Exercises -
1. List the mathematical fundamentals that the passage on data in analytics says must be mastered.
2. According to the passage on data in analytics, what phrase does the writer often use with clients?

Exercise passage -

>>>

In our education system, we often look at the two key core disciplines of reading and
mathematics as being essential requirements in any successful career. Yet in both these disciplines, there are basic technical fundamentals that need to be mastered before one can be successful in either of these disciplines.
In the area of mathematics, one needs to master the fundamentals of addition, subtraction, multiplication, and division. In reading, the student needs to master the alphabet or ABC’s before he or she can even attempt to read a story.
The reason that I bring up this notion is that this type of process for mastering a particular discipline is no different than in attempting to master the world of analytics. In our world of analytics our ABC’s is DATA,DATA, and DATA. Analytics practitioners must not only have a conceptual understanding of data but a ‘ roll up your sleeves’ approach towards data. The ‘roll up your sleeves’ approach affords the analyst a much deeper understanding of the data as he/she is then better able to handle all the detailed nuances which is a fact of life in the data world. We have all heard the phrase ‘The Devil is in the Details’. Since data is detail, this phase is easily transformed into the phrase that I often use with clients ‘The Devil is in the Data’.
In any environment, be it the digital or offline arena, analyst need to have a process of better understanding data. How is this done? The first step is the so-called data audit which will be the focus of this discussion. The discussion of data and its importance in data mining and analytics does not end here since a more full blown exhaustive discussion could easily result in a book.

<<<

Extracted data -
>>>

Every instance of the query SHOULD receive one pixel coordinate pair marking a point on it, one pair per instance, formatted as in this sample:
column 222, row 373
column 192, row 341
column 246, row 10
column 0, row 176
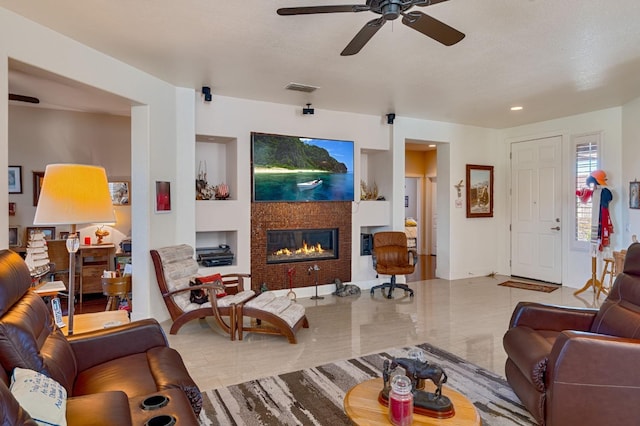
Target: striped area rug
column 545, row 288
column 315, row 396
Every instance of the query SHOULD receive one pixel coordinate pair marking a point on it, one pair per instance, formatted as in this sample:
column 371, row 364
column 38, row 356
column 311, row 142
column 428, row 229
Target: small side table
column 362, row 406
column 83, row 323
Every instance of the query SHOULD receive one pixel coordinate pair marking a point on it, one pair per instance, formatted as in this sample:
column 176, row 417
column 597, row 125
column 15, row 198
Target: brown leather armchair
column 572, row 366
column 391, row 257
column 106, row 373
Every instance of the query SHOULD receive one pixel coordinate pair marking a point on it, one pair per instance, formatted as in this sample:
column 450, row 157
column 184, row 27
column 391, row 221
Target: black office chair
column 392, row 257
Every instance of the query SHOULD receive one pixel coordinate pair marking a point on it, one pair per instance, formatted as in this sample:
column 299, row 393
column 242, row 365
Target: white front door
column 536, row 209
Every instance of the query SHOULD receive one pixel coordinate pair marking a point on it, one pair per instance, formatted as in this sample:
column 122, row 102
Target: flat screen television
column 292, row 168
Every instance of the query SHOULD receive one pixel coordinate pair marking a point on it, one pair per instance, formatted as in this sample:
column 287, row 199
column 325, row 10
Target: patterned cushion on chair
column 179, row 268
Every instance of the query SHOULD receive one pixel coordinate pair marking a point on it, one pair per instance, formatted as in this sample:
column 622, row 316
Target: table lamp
column 73, row 194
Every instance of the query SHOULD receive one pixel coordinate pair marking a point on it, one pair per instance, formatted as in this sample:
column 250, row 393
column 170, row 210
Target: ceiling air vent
column 301, row 87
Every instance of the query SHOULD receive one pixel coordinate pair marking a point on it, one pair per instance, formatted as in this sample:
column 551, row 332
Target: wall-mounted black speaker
column 206, row 91
column 390, row 118
column 366, row 244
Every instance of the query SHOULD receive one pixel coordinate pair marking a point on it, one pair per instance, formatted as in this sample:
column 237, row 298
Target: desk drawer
column 91, row 279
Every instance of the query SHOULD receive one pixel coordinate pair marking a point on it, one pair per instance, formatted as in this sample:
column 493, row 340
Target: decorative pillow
column 42, row 397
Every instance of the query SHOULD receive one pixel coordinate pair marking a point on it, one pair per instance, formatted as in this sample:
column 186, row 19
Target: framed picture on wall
column 479, row 191
column 163, row 197
column 15, row 179
column 14, row 236
column 634, row 195
column 119, row 190
column 38, row 177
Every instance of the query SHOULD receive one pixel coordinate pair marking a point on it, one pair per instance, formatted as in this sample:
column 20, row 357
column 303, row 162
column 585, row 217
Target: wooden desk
column 93, row 260
column 362, row 406
column 49, row 288
column 83, row 323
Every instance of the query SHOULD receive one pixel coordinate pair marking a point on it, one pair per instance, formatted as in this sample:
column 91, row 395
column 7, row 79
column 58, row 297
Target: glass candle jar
column 400, row 401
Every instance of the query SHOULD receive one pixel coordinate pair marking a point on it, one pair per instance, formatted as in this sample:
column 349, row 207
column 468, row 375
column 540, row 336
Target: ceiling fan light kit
column 308, row 110
column 388, row 10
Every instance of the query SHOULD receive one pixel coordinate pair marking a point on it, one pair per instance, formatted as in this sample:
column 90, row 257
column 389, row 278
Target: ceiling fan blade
column 363, row 36
column 431, row 27
column 424, row 3
column 22, row 98
column 285, row 11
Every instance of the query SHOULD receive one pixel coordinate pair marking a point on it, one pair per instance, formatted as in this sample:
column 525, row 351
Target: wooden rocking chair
column 175, row 267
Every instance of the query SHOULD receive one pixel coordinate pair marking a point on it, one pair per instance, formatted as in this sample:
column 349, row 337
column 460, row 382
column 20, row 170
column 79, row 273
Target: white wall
column 466, row 247
column 630, row 224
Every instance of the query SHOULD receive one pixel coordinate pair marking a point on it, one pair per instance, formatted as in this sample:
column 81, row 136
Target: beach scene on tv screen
column 290, row 168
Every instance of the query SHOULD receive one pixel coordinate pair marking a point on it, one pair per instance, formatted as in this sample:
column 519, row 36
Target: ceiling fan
column 389, row 11
column 23, row 98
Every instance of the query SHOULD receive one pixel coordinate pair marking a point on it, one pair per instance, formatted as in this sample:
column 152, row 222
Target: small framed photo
column 479, row 191
column 15, row 179
column 120, row 194
column 634, row 195
column 163, row 197
column 14, row 236
column 38, row 177
column 48, row 231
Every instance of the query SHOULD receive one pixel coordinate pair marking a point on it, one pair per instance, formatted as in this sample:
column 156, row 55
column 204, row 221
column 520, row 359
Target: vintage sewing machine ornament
column 431, row 404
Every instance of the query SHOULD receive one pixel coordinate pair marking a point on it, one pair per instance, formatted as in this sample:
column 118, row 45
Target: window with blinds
column 586, row 162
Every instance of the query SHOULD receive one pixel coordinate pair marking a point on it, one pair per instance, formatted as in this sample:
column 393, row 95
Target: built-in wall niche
column 217, row 162
column 375, row 171
column 213, row 239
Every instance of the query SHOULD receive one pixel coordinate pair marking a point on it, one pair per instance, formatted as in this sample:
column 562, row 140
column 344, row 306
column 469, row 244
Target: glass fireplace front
column 300, row 245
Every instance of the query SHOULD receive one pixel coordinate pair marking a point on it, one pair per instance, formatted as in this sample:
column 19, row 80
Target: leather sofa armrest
column 540, row 316
column 104, row 408
column 596, row 375
column 100, row 346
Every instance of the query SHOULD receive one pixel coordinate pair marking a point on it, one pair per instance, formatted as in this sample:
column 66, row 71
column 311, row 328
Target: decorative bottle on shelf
column 400, row 401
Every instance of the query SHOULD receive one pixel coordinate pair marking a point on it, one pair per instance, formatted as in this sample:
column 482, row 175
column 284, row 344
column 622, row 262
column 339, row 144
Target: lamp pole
column 73, row 243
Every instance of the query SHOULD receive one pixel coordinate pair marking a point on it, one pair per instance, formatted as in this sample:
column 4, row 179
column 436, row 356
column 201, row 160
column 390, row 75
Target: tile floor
column 467, row 317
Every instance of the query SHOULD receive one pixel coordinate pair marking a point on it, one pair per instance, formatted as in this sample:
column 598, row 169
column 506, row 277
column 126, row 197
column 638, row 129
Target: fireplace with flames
column 300, row 245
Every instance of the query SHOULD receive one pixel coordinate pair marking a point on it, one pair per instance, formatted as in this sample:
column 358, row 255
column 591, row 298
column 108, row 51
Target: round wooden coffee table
column 362, row 406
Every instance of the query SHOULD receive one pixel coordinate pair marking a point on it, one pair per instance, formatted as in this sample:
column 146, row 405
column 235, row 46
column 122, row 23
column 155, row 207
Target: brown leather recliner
column 572, row 366
column 106, row 373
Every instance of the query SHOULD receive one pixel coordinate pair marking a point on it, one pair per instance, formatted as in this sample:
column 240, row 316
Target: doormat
column 530, row 286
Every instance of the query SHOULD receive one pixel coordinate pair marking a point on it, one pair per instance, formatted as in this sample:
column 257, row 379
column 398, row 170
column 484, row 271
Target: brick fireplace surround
column 309, row 215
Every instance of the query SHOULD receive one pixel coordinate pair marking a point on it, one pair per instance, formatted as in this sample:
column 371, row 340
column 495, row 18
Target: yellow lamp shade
column 74, row 194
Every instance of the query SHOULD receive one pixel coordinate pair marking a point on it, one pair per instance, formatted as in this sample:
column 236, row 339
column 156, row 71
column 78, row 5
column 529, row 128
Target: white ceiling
column 554, row 57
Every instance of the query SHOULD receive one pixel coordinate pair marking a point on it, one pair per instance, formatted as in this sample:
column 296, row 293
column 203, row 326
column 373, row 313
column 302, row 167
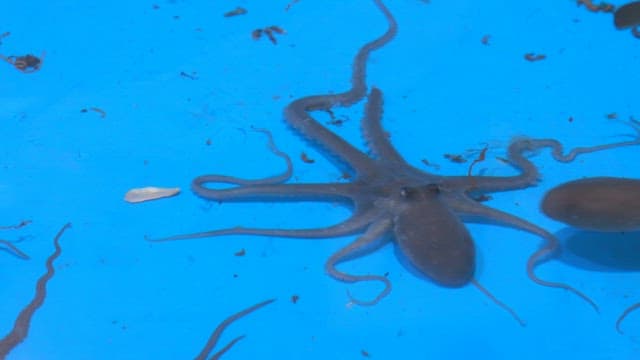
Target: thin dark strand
column 14, row 250
column 499, row 303
column 23, row 321
column 226, row 348
column 17, row 226
column 626, row 313
column 540, row 256
column 215, row 336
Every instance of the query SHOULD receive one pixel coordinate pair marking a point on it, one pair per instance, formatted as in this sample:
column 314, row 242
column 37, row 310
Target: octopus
column 628, row 16
column 604, row 204
column 422, row 213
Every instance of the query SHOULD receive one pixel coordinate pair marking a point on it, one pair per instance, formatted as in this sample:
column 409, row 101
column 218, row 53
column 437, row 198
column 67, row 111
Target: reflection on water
column 599, row 251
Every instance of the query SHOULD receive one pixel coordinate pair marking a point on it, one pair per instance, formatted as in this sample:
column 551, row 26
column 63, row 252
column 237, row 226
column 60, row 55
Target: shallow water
column 115, row 295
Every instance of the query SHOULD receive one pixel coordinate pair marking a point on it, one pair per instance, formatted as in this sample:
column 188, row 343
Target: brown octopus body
column 391, row 199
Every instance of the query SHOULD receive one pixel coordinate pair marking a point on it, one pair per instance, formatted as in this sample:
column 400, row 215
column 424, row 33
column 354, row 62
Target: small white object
column 149, row 193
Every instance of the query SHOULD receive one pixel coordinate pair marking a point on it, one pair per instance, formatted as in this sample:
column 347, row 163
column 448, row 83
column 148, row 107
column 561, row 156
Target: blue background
column 116, row 296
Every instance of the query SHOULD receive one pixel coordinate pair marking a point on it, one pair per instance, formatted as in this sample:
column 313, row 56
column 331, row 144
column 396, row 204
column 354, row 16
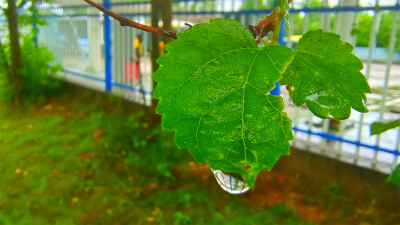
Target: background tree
column 15, row 49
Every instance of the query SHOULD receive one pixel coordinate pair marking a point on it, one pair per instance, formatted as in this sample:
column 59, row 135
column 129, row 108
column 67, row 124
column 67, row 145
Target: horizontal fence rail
column 98, row 53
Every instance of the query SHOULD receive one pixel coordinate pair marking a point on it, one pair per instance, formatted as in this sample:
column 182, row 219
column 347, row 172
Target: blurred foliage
column 39, row 70
column 38, row 75
column 394, row 178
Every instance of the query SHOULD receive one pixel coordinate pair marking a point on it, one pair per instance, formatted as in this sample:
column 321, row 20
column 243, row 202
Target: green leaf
column 326, row 76
column 213, row 87
column 378, row 127
column 394, row 178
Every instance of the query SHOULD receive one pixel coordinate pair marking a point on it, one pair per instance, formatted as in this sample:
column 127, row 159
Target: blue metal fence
column 123, row 67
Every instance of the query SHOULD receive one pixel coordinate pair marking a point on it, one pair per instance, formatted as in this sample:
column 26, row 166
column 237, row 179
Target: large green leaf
column 213, row 87
column 378, row 127
column 326, row 76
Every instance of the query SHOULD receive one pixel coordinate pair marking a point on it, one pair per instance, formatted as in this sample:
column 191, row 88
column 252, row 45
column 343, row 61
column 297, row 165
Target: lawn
column 69, row 161
column 83, row 158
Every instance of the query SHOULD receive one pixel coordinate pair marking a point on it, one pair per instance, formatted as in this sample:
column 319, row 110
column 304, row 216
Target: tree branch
column 266, row 25
column 127, row 22
column 259, row 31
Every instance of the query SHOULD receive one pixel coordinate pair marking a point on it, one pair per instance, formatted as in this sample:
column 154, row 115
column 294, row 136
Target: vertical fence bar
column 389, row 61
column 107, row 47
column 371, row 47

<<<

Exercise answers -
1. Addition, subtraction, multiplication, and division

2. "The Devil is in the Data"